Top of MATERIAL TO PROCESS
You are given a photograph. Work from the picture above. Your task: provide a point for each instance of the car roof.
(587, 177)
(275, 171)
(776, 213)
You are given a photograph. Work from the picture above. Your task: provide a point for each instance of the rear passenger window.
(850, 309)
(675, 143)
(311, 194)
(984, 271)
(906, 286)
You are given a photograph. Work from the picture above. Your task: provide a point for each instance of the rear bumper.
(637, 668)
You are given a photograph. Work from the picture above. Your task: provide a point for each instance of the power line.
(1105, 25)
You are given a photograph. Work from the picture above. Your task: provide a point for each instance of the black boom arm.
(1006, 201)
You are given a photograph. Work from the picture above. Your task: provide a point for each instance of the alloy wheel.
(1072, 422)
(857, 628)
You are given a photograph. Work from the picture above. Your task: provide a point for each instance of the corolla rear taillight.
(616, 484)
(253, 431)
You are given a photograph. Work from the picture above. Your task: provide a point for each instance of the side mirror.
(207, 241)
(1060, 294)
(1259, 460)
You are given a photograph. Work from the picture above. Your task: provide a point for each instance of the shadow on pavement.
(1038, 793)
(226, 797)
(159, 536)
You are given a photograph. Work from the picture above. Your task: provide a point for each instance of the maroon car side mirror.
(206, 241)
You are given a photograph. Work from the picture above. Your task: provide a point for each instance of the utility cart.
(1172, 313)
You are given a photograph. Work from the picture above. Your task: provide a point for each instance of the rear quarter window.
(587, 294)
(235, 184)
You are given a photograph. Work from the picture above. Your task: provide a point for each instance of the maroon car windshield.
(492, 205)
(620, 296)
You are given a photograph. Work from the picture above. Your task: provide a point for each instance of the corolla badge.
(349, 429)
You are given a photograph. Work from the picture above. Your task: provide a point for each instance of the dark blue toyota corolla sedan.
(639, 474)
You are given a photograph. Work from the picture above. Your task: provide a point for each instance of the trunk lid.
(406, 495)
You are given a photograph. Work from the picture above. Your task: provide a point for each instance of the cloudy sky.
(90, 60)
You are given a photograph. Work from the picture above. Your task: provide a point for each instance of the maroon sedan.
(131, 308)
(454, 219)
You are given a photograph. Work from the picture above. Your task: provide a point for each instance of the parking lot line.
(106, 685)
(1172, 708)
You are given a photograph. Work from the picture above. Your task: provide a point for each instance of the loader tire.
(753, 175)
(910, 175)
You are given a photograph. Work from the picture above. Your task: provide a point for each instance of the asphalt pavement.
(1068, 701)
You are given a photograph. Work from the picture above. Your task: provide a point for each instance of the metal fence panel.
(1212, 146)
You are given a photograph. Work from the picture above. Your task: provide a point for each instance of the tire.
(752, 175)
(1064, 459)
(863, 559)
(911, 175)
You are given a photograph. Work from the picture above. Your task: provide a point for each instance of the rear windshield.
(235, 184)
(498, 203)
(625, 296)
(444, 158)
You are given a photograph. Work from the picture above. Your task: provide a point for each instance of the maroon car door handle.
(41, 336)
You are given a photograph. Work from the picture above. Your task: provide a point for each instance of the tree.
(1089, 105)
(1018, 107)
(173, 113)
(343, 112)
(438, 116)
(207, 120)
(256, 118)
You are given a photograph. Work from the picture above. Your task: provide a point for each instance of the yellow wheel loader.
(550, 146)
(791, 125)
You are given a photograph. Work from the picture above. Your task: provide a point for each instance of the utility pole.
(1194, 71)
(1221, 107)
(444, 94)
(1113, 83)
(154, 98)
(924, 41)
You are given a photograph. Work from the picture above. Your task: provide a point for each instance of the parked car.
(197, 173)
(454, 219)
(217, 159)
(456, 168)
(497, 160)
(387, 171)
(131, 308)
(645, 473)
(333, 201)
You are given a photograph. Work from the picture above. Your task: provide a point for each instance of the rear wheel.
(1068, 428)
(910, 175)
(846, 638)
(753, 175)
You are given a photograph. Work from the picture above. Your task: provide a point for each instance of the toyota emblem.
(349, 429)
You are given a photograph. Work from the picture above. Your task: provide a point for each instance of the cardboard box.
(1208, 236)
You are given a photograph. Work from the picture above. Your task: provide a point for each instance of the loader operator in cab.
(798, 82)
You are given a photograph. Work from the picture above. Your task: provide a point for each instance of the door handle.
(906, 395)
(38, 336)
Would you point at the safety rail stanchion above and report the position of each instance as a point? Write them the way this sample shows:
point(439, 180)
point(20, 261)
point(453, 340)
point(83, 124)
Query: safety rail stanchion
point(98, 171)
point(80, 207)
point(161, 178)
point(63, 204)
Bottom of MATERIAL TO PROCESS
▸ ASSIGNED TASK:
An exact repeat of the lines from the one containing "point(20, 261)" through the final line above, both included, is the whole answer.

▸ REPLY:
point(20, 261)
point(453, 340)
point(83, 124)
Query: safety rail stanchion
point(98, 171)
point(80, 207)
point(161, 178)
point(63, 204)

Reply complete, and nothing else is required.